+++ INFORMATION SUPPLIED

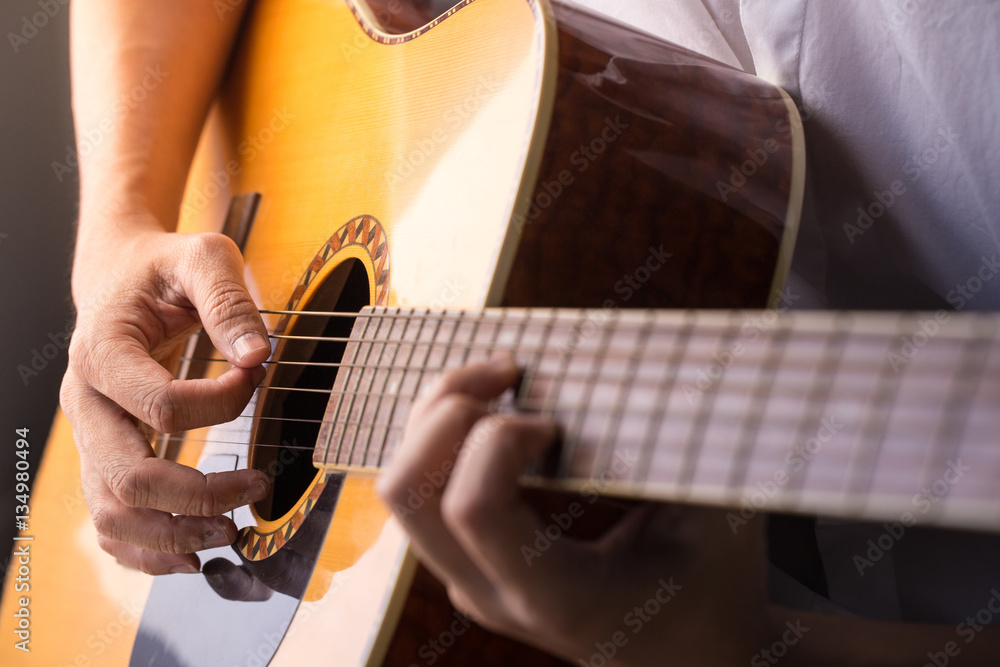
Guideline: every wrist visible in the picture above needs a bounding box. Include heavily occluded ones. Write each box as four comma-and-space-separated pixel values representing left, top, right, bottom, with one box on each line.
70, 218, 169, 312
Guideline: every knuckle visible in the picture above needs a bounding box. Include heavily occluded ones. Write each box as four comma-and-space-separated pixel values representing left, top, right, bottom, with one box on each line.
437, 394, 483, 425
104, 463, 145, 507
441, 482, 493, 535
139, 387, 183, 433
190, 233, 240, 264
207, 276, 255, 321
90, 505, 118, 539
149, 516, 191, 554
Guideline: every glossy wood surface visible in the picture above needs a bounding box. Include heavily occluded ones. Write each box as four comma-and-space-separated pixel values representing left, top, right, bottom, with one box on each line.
0, 0, 794, 667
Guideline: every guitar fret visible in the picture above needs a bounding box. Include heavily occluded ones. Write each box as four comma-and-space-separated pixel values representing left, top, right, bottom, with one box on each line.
727, 327, 790, 501
559, 313, 613, 477
323, 310, 370, 462
842, 321, 904, 514
639, 311, 695, 482
317, 309, 1000, 525
923, 338, 992, 485
352, 310, 399, 466
591, 314, 653, 480
338, 320, 382, 464
539, 309, 571, 418
785, 314, 852, 506
377, 308, 424, 467
677, 321, 741, 498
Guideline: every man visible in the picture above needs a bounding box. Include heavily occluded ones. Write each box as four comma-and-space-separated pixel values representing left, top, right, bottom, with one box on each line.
61, 0, 1000, 665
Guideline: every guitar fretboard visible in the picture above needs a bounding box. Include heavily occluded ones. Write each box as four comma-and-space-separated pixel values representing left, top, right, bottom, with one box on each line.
314, 309, 1000, 530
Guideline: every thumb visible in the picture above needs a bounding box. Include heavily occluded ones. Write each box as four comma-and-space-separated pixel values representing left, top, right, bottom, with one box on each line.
182, 234, 271, 368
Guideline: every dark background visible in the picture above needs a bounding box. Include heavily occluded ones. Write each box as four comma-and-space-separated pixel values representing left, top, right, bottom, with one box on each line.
0, 0, 77, 588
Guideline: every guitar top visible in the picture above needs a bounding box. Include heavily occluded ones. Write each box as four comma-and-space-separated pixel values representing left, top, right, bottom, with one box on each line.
0, 0, 804, 667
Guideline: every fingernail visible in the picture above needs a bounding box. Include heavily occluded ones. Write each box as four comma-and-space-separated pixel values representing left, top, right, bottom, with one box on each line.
243, 482, 267, 503
205, 530, 232, 549
233, 333, 271, 361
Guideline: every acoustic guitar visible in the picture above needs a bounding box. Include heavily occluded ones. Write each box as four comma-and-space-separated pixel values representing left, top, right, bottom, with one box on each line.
0, 0, 1000, 667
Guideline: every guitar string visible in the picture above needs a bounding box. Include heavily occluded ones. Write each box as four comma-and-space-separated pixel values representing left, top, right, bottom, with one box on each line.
248, 308, 997, 345
197, 324, 998, 350
181, 357, 976, 397
154, 426, 976, 500
160, 311, 993, 480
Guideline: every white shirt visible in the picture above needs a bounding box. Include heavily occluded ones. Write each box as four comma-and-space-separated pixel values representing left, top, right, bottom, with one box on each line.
576, 0, 1000, 623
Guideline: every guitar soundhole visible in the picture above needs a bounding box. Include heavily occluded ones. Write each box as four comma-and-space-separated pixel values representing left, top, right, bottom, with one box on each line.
251, 259, 369, 521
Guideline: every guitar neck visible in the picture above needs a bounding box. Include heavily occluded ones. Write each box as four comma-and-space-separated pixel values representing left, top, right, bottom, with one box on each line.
314, 308, 1000, 530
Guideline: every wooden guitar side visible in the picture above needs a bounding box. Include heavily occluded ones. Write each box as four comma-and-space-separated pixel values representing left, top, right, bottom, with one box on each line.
0, 0, 804, 667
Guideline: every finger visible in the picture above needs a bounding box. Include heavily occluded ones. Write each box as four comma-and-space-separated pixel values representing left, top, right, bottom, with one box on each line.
97, 535, 201, 574
177, 234, 271, 368
81, 458, 237, 564
411, 354, 519, 408
378, 394, 492, 598
71, 327, 264, 433
441, 417, 581, 590
64, 376, 269, 516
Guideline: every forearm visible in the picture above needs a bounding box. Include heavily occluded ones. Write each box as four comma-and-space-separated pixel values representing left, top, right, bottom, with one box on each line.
71, 0, 247, 298
772, 608, 1000, 667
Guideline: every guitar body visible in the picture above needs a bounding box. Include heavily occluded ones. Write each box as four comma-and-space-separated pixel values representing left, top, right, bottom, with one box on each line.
0, 0, 804, 667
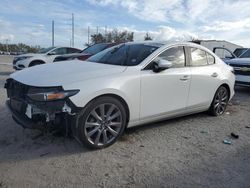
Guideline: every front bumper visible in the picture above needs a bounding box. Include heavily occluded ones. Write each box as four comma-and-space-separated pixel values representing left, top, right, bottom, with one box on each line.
5, 79, 81, 130
6, 100, 43, 129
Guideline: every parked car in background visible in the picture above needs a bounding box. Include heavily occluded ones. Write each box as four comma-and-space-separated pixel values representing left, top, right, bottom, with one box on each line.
54, 43, 118, 62
213, 47, 250, 87
5, 42, 235, 148
13, 47, 81, 70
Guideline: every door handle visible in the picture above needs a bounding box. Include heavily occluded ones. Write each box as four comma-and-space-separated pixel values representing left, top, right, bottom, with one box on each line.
180, 75, 190, 81
211, 72, 218, 77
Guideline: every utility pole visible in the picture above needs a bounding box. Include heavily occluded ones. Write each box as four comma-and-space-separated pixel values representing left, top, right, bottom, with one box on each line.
88, 26, 90, 45
71, 13, 75, 47
6, 39, 9, 52
52, 20, 55, 47
105, 25, 108, 42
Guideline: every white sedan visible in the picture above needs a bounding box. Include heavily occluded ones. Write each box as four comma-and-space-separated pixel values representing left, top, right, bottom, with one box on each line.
5, 42, 235, 148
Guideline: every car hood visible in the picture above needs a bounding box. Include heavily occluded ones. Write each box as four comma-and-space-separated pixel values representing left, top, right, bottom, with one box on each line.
16, 53, 44, 57
225, 58, 250, 65
10, 60, 126, 87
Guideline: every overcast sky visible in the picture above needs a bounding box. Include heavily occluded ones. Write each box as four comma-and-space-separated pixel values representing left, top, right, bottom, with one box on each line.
0, 0, 250, 48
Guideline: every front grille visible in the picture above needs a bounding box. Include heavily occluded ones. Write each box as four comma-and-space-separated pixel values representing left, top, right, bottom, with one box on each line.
230, 64, 250, 76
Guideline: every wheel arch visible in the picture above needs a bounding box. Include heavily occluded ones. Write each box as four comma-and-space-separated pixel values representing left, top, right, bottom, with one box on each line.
221, 83, 231, 99
90, 93, 130, 125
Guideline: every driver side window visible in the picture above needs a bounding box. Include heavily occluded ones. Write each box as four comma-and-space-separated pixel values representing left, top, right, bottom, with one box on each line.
157, 46, 185, 68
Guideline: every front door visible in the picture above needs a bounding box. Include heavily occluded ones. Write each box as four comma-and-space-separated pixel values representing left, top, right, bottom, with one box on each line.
140, 46, 191, 120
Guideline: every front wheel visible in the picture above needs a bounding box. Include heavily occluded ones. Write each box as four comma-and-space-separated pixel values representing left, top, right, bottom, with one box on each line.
210, 86, 229, 116
77, 97, 126, 149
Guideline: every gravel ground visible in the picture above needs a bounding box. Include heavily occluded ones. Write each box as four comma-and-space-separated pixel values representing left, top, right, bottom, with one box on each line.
0, 61, 250, 188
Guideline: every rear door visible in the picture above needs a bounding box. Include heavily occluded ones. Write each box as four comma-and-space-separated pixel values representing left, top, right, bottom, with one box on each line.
187, 47, 220, 108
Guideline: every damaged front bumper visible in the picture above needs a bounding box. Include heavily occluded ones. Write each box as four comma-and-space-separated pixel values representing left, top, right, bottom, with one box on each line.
5, 79, 80, 133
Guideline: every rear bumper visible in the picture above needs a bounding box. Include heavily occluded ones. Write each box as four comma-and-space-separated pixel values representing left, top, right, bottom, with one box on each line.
235, 75, 250, 87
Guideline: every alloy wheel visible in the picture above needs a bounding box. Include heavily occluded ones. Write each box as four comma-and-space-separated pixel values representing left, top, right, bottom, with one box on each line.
84, 103, 123, 146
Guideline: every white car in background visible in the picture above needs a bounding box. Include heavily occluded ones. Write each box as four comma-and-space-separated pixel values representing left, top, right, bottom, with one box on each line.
5, 42, 235, 148
13, 47, 82, 70
213, 47, 250, 87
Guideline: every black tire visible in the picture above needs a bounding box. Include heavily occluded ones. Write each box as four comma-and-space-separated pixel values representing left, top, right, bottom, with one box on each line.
209, 86, 229, 116
29, 61, 44, 67
75, 96, 126, 149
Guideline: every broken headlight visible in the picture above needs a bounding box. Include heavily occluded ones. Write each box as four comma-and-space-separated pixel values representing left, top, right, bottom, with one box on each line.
27, 89, 80, 102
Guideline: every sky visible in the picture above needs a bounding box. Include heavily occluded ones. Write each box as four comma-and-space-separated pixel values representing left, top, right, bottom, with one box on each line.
0, 0, 250, 48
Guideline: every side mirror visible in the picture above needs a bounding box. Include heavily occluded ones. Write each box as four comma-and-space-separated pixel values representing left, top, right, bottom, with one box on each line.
153, 59, 173, 72
47, 52, 56, 55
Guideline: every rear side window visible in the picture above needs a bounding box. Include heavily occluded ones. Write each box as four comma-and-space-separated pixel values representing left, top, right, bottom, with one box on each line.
190, 48, 207, 67
158, 46, 185, 68
53, 48, 67, 55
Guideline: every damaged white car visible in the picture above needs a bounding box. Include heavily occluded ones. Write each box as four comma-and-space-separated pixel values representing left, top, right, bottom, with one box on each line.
5, 42, 235, 148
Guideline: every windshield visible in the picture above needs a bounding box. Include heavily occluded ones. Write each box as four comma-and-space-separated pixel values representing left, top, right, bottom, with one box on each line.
234, 48, 247, 57
81, 43, 108, 55
87, 44, 159, 66
38, 47, 55, 54
239, 49, 250, 58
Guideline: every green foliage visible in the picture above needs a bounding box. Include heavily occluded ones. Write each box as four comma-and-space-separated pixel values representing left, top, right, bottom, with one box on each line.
91, 29, 134, 45
144, 32, 152, 40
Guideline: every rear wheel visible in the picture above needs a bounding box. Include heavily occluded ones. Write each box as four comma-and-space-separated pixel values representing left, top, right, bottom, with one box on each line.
210, 86, 229, 116
77, 97, 126, 149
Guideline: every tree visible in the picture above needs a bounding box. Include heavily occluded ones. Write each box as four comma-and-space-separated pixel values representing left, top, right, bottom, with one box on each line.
144, 32, 152, 40
91, 29, 134, 45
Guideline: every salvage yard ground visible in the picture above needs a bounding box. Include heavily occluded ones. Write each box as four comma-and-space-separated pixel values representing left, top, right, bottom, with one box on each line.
0, 56, 250, 188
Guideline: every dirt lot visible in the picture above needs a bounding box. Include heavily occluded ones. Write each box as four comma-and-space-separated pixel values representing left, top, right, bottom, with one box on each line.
0, 61, 250, 188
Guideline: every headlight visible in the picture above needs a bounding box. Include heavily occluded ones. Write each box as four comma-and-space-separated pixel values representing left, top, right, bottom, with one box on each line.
27, 89, 80, 101
15, 56, 32, 61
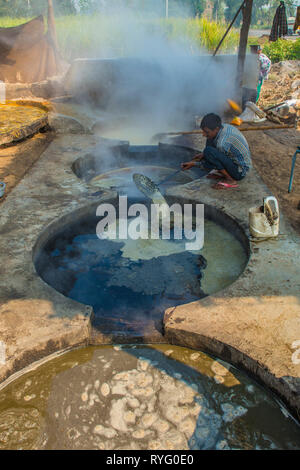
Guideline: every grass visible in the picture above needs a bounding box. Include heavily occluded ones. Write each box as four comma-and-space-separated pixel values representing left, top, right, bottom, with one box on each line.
0, 14, 300, 62
0, 15, 239, 61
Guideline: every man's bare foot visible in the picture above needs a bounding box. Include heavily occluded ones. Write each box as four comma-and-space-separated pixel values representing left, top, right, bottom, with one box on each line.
206, 171, 224, 180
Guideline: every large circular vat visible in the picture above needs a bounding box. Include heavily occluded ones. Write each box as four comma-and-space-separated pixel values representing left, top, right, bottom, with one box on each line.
0, 344, 300, 450
34, 198, 249, 341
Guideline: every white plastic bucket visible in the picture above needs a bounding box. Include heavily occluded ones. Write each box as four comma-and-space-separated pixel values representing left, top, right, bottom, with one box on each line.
249, 196, 279, 238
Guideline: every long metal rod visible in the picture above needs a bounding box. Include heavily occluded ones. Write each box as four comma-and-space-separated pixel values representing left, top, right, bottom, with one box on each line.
155, 170, 182, 186
213, 0, 246, 57
289, 147, 300, 193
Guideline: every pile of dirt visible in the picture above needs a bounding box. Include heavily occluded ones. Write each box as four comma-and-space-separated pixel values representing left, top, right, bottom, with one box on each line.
245, 129, 300, 233
258, 60, 300, 109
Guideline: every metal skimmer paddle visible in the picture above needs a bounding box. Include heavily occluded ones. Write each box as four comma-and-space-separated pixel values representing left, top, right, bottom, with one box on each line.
132, 173, 159, 199
132, 169, 182, 198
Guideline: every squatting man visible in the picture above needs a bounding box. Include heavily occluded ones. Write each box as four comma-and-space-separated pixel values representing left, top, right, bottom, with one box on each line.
181, 113, 252, 189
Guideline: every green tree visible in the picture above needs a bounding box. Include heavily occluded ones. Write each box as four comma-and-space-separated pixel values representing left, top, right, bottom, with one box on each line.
189, 0, 206, 16
225, 0, 243, 26
213, 0, 225, 21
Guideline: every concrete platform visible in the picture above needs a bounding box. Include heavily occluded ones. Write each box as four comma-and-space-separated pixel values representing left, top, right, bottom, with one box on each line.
0, 100, 52, 146
0, 135, 300, 416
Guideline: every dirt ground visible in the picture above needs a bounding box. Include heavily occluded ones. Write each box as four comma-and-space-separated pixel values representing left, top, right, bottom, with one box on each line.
244, 129, 300, 233
0, 132, 53, 204
245, 61, 300, 233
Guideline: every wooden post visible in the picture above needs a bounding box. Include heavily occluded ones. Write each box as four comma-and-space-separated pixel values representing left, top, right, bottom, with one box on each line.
48, 0, 58, 54
236, 0, 253, 94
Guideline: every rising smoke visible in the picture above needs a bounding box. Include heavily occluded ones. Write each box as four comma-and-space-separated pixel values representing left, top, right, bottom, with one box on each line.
65, 3, 248, 143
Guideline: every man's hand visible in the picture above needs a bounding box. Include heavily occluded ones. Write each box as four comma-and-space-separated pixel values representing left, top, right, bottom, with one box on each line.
181, 161, 196, 171
192, 152, 203, 162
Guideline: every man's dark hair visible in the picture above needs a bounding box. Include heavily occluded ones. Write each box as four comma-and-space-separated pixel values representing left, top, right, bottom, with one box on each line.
200, 113, 222, 131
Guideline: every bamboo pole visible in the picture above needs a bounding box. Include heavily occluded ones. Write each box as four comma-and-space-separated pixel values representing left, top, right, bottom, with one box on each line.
236, 0, 253, 90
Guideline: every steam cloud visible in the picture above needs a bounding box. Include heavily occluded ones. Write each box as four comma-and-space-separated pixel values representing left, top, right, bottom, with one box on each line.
66, 2, 246, 144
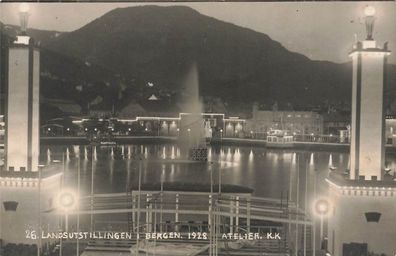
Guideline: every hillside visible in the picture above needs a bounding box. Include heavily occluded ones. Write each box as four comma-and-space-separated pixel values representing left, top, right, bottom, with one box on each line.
3, 6, 396, 115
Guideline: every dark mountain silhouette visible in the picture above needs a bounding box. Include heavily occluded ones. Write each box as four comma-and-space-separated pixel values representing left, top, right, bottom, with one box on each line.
3, 6, 396, 115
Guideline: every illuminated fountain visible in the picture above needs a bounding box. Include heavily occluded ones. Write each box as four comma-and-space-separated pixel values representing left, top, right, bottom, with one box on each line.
179, 64, 208, 161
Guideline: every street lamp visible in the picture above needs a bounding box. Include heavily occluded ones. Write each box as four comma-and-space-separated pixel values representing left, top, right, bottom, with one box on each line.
315, 198, 330, 248
19, 3, 30, 36
364, 5, 376, 40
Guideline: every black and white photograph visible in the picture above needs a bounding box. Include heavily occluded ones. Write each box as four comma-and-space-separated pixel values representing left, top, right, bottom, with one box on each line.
0, 1, 396, 256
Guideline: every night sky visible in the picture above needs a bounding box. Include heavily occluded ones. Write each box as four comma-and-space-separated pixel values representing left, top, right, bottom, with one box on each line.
0, 2, 396, 64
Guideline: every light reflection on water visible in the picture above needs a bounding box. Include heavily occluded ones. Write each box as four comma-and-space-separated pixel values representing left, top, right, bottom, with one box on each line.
41, 144, 396, 202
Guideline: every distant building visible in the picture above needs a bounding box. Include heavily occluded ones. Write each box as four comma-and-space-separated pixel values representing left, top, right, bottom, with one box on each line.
88, 103, 114, 118
385, 116, 396, 146
322, 112, 351, 134
246, 104, 323, 135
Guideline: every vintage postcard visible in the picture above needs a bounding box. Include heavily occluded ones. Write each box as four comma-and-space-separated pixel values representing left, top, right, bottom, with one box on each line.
0, 2, 396, 256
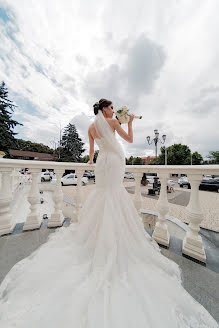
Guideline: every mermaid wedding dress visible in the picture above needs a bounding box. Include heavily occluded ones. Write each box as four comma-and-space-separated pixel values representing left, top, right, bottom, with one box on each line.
0, 111, 218, 328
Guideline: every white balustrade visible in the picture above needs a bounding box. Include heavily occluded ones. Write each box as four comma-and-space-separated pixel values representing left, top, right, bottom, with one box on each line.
0, 167, 15, 236
71, 169, 84, 222
0, 159, 219, 262
182, 174, 206, 263
48, 169, 65, 228
23, 168, 42, 230
152, 173, 170, 246
134, 172, 143, 212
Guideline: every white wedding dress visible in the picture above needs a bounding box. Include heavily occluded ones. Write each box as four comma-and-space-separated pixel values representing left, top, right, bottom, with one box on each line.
0, 111, 218, 328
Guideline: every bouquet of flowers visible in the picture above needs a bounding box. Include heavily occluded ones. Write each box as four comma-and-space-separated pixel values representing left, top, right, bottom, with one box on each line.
116, 106, 142, 124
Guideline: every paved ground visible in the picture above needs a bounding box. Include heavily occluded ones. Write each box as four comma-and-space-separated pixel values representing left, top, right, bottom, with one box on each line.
0, 226, 219, 322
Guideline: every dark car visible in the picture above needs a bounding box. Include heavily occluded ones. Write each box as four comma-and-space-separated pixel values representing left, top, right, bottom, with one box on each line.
83, 171, 95, 180
179, 180, 191, 189
199, 179, 219, 192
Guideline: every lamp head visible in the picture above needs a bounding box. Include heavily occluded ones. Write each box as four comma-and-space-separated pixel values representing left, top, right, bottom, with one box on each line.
154, 129, 159, 138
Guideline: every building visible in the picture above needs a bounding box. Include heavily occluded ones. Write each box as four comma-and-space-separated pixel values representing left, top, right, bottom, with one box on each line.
141, 156, 156, 165
9, 149, 57, 161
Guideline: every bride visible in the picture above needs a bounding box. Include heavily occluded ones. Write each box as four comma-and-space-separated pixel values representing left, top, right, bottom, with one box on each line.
0, 99, 218, 328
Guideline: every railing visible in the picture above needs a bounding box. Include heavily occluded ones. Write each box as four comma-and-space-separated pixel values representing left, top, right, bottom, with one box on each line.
0, 159, 219, 262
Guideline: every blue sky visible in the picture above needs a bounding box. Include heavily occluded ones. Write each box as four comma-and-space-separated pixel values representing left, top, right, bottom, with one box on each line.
0, 0, 219, 156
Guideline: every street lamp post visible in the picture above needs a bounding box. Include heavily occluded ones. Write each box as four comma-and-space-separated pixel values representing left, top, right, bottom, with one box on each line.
147, 129, 166, 161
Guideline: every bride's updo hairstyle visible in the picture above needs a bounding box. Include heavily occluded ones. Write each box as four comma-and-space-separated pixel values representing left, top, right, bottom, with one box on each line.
93, 98, 112, 115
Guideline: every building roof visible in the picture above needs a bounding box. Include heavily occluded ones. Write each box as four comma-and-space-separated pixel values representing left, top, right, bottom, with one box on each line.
9, 149, 56, 161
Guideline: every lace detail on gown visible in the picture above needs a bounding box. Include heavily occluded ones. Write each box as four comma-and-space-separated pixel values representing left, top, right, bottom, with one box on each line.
0, 114, 218, 328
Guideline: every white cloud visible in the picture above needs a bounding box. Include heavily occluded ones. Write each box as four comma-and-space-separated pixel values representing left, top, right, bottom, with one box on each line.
0, 0, 219, 159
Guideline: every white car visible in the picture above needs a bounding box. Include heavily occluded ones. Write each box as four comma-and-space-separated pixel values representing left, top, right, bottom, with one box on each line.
61, 173, 88, 186
203, 175, 212, 181
167, 179, 175, 187
124, 172, 134, 179
178, 177, 189, 185
41, 172, 52, 182
146, 175, 158, 184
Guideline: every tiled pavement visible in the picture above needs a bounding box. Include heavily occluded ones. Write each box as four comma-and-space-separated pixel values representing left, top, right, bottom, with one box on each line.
0, 219, 219, 322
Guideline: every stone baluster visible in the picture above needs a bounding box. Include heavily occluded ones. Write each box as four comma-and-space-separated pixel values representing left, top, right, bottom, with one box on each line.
134, 172, 143, 212
23, 168, 42, 230
71, 169, 84, 222
152, 173, 170, 247
0, 168, 16, 236
11, 168, 21, 193
182, 174, 206, 263
48, 169, 65, 228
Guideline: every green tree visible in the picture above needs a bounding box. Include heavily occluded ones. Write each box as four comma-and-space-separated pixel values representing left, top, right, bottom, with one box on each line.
0, 82, 23, 154
192, 151, 203, 165
13, 139, 54, 154
207, 150, 219, 164
133, 157, 144, 165
150, 144, 203, 165
81, 155, 90, 163
60, 123, 85, 162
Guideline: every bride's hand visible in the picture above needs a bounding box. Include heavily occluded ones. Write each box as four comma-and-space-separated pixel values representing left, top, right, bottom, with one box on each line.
128, 114, 135, 123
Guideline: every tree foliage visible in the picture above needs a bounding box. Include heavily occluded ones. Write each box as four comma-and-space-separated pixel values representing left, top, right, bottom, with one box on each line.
0, 82, 23, 153
60, 123, 85, 162
13, 139, 54, 154
208, 150, 219, 164
150, 144, 203, 165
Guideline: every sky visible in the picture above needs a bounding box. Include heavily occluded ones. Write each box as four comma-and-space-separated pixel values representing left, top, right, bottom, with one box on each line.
0, 0, 219, 157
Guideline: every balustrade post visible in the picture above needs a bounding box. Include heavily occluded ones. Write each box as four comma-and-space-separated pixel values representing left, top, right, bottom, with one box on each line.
0, 168, 16, 236
182, 174, 206, 263
23, 168, 42, 230
152, 173, 170, 247
71, 169, 84, 223
48, 169, 65, 228
134, 172, 143, 212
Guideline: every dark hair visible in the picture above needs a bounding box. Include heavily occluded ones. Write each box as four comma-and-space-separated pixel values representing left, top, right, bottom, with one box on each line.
93, 98, 112, 115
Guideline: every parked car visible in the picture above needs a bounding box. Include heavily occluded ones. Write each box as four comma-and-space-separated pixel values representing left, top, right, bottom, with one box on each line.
147, 175, 158, 184
124, 172, 134, 179
167, 179, 175, 187
179, 178, 191, 189
178, 176, 188, 185
203, 175, 212, 180
41, 172, 52, 182
179, 178, 219, 192
61, 173, 88, 186
83, 171, 95, 180
199, 179, 219, 192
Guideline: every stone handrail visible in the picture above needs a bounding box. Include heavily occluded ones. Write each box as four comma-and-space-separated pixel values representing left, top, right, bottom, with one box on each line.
0, 158, 219, 262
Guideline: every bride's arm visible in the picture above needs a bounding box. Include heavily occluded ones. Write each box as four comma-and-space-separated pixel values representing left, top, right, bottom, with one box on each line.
88, 129, 94, 164
113, 114, 134, 143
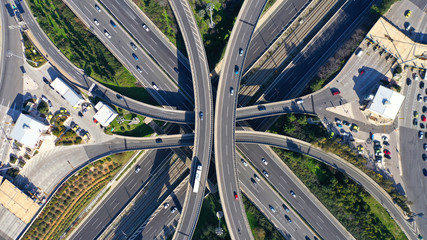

++++++

■ WHAT YOU NEED TO DO
Set out everything in the material above, from the line containing "Guideline: every white plastic" down to the line containing "132, 169, 182, 198", both included, as a Markdown table. Use the columns Number and Entry, put one line per row, and omit any blank lines.

■ RESPONSE TO THE TASK
| Number | Entry |
|---|---|
| 1 | Guideline: every white plastic bucket visible in the picture above needs a bounding box. Include heavily occluded ones. Write each box as four comma-and-space-separated pixel values representing left, top, right, bottom, with one box on each line. |
| 2 | 249, 196, 279, 238 |
| 3 | Guideline: every long metal rod visible in the picture above needs a bounding box. Include heavily occluded ones. Write each box as four comma-and-space-separated pixel values representing left, top, right, bottom, with one box on each line. |
| 4 | 155, 170, 182, 186 |
| 5 | 213, 0, 246, 57 |
| 6 | 289, 147, 300, 193 |
| 7 | Guideline: every pile of dirt visible in the picture above needs a bounding box. Include heavily occluded ones. Write each box as four comma-and-space-separated pixel values representing left, top, right, bottom, with one box on each line. |
| 8 | 245, 129, 300, 233 |
| 9 | 258, 60, 300, 109 |
| 10 | Guideline: every metal skimmer paddle visible in the picture above needs a bounding box. Include heavily occluded ones. Write each box as four comma-and-space-separated pixel values representing left, top, right, bottom, with one box on each line. |
| 11 | 132, 173, 159, 199 |
| 12 | 132, 169, 182, 198 |